TASK STATEMENT:
Answer these questions from the diabetes text below.
(a) What share of Americans does the text say are affected by diabetes?
(b) What is the name of the initiative to cure T1D?
(c) What three fundamental problems of the disease do the research approaches focus on?

EXERCISE TEXT:
Segment Open
Diabetes

Nearly 10 percent of Americans are affected by diabetes, with over one million new diagnoses made each year. Diabetes is a group of diseases that disrupts normal insulin production and blood sugar levels. Type 1 diabetes (T1D) is an autoimmune disease characterized by the destruction of insulin producing beta cells of the pancreas leading to insulin deficiency. T1D is typically diagnosed in juveniles and those affected stay on insulin therapy for life. Those affected with type 2 diabetes produce insulin, but cannot use it properly to regulate their blood sugar. Type 2 is the most common form and is managed with insulin as needed, but often times can be controlled with diet and exercise. Gestational diabetes develops during pregnancy and starts when your body is not able to make and use all the insulin it needs during pregnancy.

The Diabetes Group at Sanford Research has research spanning TD1, type 2 and gestational diabetes. Risk factors and preventative measures of type 2 and gestational diabetes are studied along with how these diseases lead to increased risk for additional complications. Special interest lies on TD1 with The Sanford Project, an initiative to cure T1D. Basic, translational and clinical research approaches are focused on three fundamental problems of the disease: autoimmunity, regeneration and prevention. 

 

Autoimmunity

What are the underlying mechanisms that cause the immune system to attack pancreatic beta cells?

Regeneration

How can we restore beta cell function and promote beta cell survival and regeneration?

Prevention

What are the genetic and envirionmental factors of predisposition to the disease?

 

With the understanding of these underlying disease mechanisms we can apply cutting edge research to discover, test and implement novel therapeutics to prevent, manage and cure the different forms of diabetes.
Segment Closed
Stored items from a collection:
Segment Open
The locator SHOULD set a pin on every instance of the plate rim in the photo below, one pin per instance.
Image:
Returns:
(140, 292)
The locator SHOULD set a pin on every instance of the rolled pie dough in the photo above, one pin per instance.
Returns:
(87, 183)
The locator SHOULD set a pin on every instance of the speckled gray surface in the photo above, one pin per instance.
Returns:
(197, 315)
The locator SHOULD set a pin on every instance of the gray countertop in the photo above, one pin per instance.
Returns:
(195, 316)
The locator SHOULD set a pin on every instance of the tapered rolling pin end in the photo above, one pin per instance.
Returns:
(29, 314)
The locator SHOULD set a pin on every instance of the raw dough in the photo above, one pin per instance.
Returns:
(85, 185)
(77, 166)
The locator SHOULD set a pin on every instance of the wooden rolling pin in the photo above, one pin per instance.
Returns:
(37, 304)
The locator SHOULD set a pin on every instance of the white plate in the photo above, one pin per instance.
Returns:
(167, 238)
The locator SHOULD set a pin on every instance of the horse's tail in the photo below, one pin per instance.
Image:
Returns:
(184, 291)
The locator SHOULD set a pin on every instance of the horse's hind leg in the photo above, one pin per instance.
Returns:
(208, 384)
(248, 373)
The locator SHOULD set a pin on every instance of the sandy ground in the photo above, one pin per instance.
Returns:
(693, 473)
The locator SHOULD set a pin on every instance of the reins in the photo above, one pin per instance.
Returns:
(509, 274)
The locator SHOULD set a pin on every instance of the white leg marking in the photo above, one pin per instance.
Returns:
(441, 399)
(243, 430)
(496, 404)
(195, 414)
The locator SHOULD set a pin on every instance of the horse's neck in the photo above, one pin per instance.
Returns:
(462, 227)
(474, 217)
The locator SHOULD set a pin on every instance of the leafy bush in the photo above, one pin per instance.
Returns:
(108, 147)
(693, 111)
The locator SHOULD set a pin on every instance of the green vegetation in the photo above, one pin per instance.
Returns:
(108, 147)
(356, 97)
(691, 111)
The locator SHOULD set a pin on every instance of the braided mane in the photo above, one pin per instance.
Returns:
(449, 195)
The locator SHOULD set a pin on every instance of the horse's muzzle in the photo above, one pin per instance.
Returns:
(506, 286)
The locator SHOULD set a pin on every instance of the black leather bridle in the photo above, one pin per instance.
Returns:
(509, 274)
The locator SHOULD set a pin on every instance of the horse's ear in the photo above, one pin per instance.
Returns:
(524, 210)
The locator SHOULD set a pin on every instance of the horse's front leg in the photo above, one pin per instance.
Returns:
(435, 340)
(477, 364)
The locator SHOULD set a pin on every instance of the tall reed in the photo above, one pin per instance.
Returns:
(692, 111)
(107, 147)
Segment Closed
WRITTEN ANSWER:
(a) Nearly 10 percent
(b) The Sanford Project
(c) Autoimmunity, regeneration and prevention